What you will do: Reproduce each record exactly.

Recorded data:
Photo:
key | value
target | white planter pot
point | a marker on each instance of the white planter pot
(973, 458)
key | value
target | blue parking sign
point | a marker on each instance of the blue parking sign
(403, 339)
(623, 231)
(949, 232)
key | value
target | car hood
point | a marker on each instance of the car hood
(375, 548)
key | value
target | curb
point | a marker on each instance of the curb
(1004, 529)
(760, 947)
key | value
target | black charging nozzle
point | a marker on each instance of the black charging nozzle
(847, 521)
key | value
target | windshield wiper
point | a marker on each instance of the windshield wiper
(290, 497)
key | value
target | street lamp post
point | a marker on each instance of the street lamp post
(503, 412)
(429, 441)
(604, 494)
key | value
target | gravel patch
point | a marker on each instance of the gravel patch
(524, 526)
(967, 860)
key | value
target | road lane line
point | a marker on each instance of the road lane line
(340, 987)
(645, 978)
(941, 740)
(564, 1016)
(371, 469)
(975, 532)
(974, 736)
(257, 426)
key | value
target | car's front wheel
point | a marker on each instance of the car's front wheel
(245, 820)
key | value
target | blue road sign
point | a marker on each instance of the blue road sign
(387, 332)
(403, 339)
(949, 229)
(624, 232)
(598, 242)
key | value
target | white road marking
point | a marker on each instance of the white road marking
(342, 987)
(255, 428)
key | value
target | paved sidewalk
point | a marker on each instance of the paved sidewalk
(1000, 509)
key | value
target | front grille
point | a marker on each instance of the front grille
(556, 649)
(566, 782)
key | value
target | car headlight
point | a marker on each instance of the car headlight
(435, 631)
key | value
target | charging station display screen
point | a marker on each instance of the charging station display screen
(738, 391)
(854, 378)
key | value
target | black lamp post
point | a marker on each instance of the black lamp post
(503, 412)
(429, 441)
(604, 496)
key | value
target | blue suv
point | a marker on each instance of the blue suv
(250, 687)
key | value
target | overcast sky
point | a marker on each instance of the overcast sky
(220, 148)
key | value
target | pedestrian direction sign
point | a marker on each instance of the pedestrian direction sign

Solution for this task:
Photo:
key | value
target | white planter pot
point | a marker on each instance of the white planter pot
(973, 458)
key | value
target | blue parking sign
point | a marker on each instance of the blue parking sign
(403, 339)
(623, 231)
(949, 232)
key | value
target | car hood
point | a marker on each instance of the car hood
(375, 548)
key | value
target | curb
point | a marker on each instance of the curb
(1004, 529)
(760, 947)
key | value
target | black charging nozzle
point | a marker on each instance of the black charging nozzle
(847, 521)
key | value
target | windshield wiper
point | a marker on each instance of the windshield wiper
(290, 497)
key | value
target | street lamp post
point | a marker on each instance of the street lamp post
(503, 412)
(429, 441)
(604, 494)
key | value
target | gravel patch
point | a marker on each instance of the gravel patch
(524, 526)
(967, 860)
key | value
target | road lane line
point | a marker on each instance of the road lane line
(340, 987)
(645, 978)
(941, 740)
(564, 1016)
(371, 469)
(975, 532)
(974, 736)
(257, 426)
key | value
target | car's front wheel
point | a marker on each instance of the car's front wheel
(245, 820)
key | value
target | blue road sign
point | a marker on each instance of the blue road sign
(387, 332)
(403, 339)
(949, 229)
(624, 232)
(598, 242)
key | value
target | white road marking
point | a marker on each instance of the white road marking
(342, 987)
(255, 428)
key | value
target | paved sidewalk
point | a marker on each instance of the paved sidewalk
(1000, 509)
key | value
target | front grille
point | a marker on each instance of the front grille
(556, 649)
(566, 782)
key | value
target | car headlight
point | a marker on each instance of the car headlight
(435, 631)
key | value
target | charging station display screen
point | a marker on each instance of the charging station display screen
(738, 391)
(854, 378)
key | value
target | black lamp post
point | a marker on each instance of the black lamp post
(503, 412)
(429, 441)
(604, 496)
key | value
target | blue suv
point | a marker on each instance of the blue suv
(250, 687)
key | value
target | overcast sky
point | a marker on each instance of the overcast sky
(220, 148)
key | value
target | pedestrian direction sign
point | a marker on each instance of the pedestrian direction sign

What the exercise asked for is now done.